[begin PROVIDED MATERIAL]

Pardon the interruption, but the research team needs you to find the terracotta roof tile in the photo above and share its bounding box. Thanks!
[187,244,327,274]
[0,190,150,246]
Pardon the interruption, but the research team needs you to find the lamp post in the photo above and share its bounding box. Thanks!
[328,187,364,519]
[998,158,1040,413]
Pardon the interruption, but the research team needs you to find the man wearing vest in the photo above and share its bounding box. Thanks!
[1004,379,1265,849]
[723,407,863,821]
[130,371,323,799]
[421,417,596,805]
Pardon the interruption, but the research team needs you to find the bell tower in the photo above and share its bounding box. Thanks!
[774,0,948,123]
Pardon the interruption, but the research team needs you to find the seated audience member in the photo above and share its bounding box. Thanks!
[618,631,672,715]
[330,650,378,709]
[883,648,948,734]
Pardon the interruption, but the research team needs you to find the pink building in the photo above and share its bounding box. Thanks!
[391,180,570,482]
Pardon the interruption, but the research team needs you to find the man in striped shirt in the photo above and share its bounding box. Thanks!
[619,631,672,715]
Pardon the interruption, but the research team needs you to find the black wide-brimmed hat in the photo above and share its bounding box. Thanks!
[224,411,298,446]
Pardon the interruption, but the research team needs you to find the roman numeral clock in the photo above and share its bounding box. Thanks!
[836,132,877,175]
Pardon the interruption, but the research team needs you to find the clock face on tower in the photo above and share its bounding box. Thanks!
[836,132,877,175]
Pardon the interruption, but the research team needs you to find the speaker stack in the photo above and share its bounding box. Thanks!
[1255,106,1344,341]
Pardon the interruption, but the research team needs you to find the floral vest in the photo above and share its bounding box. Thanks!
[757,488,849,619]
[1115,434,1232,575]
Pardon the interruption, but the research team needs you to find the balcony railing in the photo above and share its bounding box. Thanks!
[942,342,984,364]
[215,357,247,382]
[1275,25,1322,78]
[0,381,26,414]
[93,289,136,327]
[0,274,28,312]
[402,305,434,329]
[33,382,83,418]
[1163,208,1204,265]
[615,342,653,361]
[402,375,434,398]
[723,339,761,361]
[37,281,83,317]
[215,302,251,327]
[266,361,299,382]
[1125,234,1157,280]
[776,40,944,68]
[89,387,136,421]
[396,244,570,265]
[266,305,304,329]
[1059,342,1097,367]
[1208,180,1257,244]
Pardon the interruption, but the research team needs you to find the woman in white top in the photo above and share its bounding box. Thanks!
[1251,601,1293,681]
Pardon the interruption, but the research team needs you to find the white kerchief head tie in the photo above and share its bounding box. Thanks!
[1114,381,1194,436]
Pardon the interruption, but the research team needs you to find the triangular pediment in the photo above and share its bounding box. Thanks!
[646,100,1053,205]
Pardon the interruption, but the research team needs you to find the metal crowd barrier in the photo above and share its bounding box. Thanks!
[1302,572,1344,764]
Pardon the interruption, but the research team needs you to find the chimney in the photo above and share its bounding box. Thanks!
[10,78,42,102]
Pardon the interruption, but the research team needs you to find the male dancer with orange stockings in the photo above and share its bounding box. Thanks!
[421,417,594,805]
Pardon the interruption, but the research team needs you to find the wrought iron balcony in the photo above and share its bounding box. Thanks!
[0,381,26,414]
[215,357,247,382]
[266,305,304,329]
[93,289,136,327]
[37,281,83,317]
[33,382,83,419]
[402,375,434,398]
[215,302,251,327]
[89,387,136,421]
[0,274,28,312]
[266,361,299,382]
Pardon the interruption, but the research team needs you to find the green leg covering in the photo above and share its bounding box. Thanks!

[end PROVIDED MATERIAL]

PROBLEM DESCRIPTION: Repeat the entries shown above, every one, word for word.

WORKED SOLUTION:
Pardon the interruption, but the research team needs you to find the terracotta roof tile in the photo above and share its bounding box. Thanks!
[187,244,327,274]
[0,190,150,246]
Pardon the interruption, but the research team needs you to find the lamp post in the photo above and share its bounding box. Thanks!
[328,187,364,519]
[998,158,1040,413]
Pardon the interruption, but the research team needs you to find the man wearing vest in the photo above and share its bounding box. Thanks!
[1004,379,1265,849]
[723,407,863,821]
[130,371,323,799]
[421,417,596,805]
Pardon the interruption, but the research team needs you to find the bell tower in the photo above and share its bounding box. Thanks!
[774,0,948,123]
Pardon the interruption, but the research team needs you to find the seated audience member in the photo above and share its bounding box. Thanks!
[618,631,672,715]
[330,650,378,709]
[883,648,948,734]
Pardon the interruption, but the research team needs you to find the pink building in the photo above and share its bounding box. Thanks!
[391,180,570,482]
Pardon the interruption, but the research team needs you to find the man in striped shirt in the photo above and share its bounding box. Thanks!
[619,631,672,715]
Pardon the interruption, but the research team needs you to find the black wide-brimmed hat in the photo above and share its bounding box. Thanks!
[224,411,298,446]
Pardon the interruption, but the research team needs you to find the roman numeral clock in the photo above and share its bounding box. Thanks!
[836,132,877,175]
Pardon the interruption, but the research team needs you to find the clock face on tower in the photo above and share its bounding box. Thanks!
[836,132,877,175]
Pardon the interruption, but the research team needs you to find the speaker stack in the photo above and share its bounding box. Thanks!
[1255,106,1344,341]
Pardon the interruption, but the research team needs you to find the floral vest in the photo above and share its bounding box. Thanks!
[757,488,849,619]
[1115,434,1232,575]
Pardon the interruption, but the research team needs you to find the balcony railing in the photo above and share its bounding box. Thanks!
[942,342,984,364]
[215,357,247,382]
[1275,25,1322,78]
[0,381,26,414]
[93,289,136,327]
[0,274,28,312]
[402,305,434,329]
[33,382,83,418]
[1163,208,1204,265]
[615,342,653,361]
[402,375,434,398]
[723,339,761,361]
[37,281,83,317]
[215,302,251,327]
[266,361,299,382]
[1125,234,1157,280]
[776,40,944,68]
[89,387,136,421]
[396,244,570,265]
[266,305,304,329]
[1059,342,1097,367]
[1208,180,1257,244]
Pardon the interruption, but the research team needs you to find the woman in white top in the photo above and share its bounding box. Thanks!
[1251,601,1293,681]
Pardon the interruption, but the research team needs you to find the white kerchief head tie in the photo above and share its bounding box. Thanks!
[1114,381,1194,436]
Pardon the interruption, but the research team needs you to find the triangular pediment in the photo above and share its bounding box. Thanks!
[646,100,1053,205]
Pardon the interruption, but the research team needs you to find the metal crowd barrier in the photo above and share its bounding box. Thanks!
[1302,572,1344,764]
Pardon the interruption, but the research team needs you to find the chimney in the photo above and share its bounding box. Thanks!
[10,78,42,102]
Pardon the interruption, but the research team needs you to find the male dancer with orange stockings in the photo above and share its bounding box. Thanks!
[421,417,594,805]
Pardon the interruption, but the research team needs you to find the wrought iron balcony in the photo above and share its bounding box. Thanks!
[0,381,26,414]
[215,357,247,382]
[266,305,304,329]
[93,289,136,327]
[37,281,83,317]
[33,382,83,419]
[402,375,434,398]
[215,302,251,327]
[89,387,136,421]
[0,274,28,312]
[266,361,299,382]
Pardon the interruption, but the research team needs you to find the green leg covering in the photo above and share its bounding box. Thanks!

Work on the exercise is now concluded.